*Work order*
Two lines in the listing below mark the span: one contains "- **Object:** ocean" and one contains "- **Object:** dark rock". Reproduce both of them and everything between, exactly.

*Given information*
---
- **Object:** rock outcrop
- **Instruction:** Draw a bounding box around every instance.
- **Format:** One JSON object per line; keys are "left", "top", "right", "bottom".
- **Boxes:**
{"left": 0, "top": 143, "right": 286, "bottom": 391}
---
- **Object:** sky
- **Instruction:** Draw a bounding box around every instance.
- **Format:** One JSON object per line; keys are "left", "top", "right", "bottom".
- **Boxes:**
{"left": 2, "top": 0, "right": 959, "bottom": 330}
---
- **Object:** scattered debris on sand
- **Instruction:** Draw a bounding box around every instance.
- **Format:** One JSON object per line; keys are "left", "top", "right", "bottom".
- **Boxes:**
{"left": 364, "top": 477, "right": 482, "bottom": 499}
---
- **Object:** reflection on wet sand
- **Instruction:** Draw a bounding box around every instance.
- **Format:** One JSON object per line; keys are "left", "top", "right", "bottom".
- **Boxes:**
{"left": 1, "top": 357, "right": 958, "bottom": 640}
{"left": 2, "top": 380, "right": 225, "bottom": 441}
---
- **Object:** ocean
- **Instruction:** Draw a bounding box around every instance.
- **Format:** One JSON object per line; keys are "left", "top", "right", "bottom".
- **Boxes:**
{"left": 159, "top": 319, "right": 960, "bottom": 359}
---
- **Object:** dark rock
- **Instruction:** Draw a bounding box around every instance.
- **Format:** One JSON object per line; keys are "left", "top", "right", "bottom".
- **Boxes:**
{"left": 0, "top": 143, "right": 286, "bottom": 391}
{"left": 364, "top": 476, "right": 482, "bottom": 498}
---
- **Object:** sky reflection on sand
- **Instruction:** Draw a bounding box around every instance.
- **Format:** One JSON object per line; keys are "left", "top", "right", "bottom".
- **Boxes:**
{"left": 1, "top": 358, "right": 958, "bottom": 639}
---
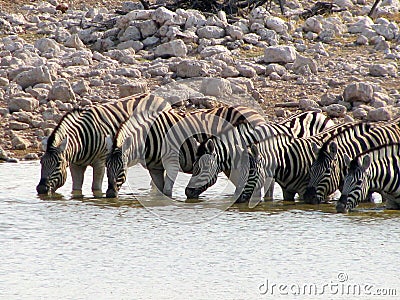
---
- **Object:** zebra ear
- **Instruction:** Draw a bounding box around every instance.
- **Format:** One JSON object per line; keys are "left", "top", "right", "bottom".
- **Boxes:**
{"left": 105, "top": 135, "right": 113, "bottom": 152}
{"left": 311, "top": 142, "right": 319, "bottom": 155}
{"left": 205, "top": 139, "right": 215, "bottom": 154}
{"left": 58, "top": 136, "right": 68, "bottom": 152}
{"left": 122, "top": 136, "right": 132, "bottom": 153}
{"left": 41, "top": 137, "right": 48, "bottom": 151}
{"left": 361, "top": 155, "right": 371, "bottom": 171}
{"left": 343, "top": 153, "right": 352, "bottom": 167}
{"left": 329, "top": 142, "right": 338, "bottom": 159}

*Reply to the exercise*
- **Object:** ocean
- **Instruction:** Draw a bounding box around every instance.
- **Format:** One JSON object per line; keys are "left", "top", "right", "bottom".
- **Boxes:**
{"left": 159, "top": 319, "right": 960, "bottom": 359}
---
- **Object:** dark rock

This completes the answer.